- [Document excerpt]:
________
The sport’s governing body slapped him with a 10-week ban for the offence. No small matter, but then Covid-19 forced all the rugby matches to be cancelled. So the total number of games missed by Marler as a result of his penalty is zero.

While nothing quite as serious as that has happened in F1 lately, its penalty points system works on a similar principle. Any penalty points drivers incur remain on their licences for a 12-month period, and many have expired during the hiatus.

The clearest example is Daniel Ricciardo. The Renault driver was supposed to line up for his season-opening home race on March 15th with seven penalty points on his licence – more than halfway towards the 12 needed for a ban.

Instead, when the 2020 F1 season belatedly begins at Red Bull Ring next month, Ricciardo’s penalty points tally will have fallen to two.

Only one other driver was due to start the season with a points total as high as Ricciardo’s: Sebastian Vettel. However he will still have five points on his licence by the time the season gets underway.
________
- [Instructions]:
a) Answer these about the F1 penalty points excerpt:
(i) How long was the ban given to Marler?
(ii) How many penalty points lead to a ban in F1?
(iii) How many points will Vettel still have on his licence when the season begins?
b) Please reproduce word for word the part of the F1 penalty points excerpt that opens with the words containing "The sport’s governing" and closes with "during the hiatus.".
The records that come next have no connection to the text.
________
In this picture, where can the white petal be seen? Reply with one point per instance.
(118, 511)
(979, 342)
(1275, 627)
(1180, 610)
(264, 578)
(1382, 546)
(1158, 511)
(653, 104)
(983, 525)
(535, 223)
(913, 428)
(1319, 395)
________
- [Results]:
a)
(i) 10 weeks
(ii) 12
(iii) Five

b)
The sport’s governing body slapped him with a 10-week ban for the offence. No small matter, but then Covid-19 forced all the rugby matches to be cancelled. So the total number of games missed by Marler as a result of his penalty is zero.

While nothing quite as serious as that has happened in F1 lately, its penalty points system works on a similar principle. Any penalty points drivers incur remain on their licences for a 12-month period, and many have expired during the hiatus.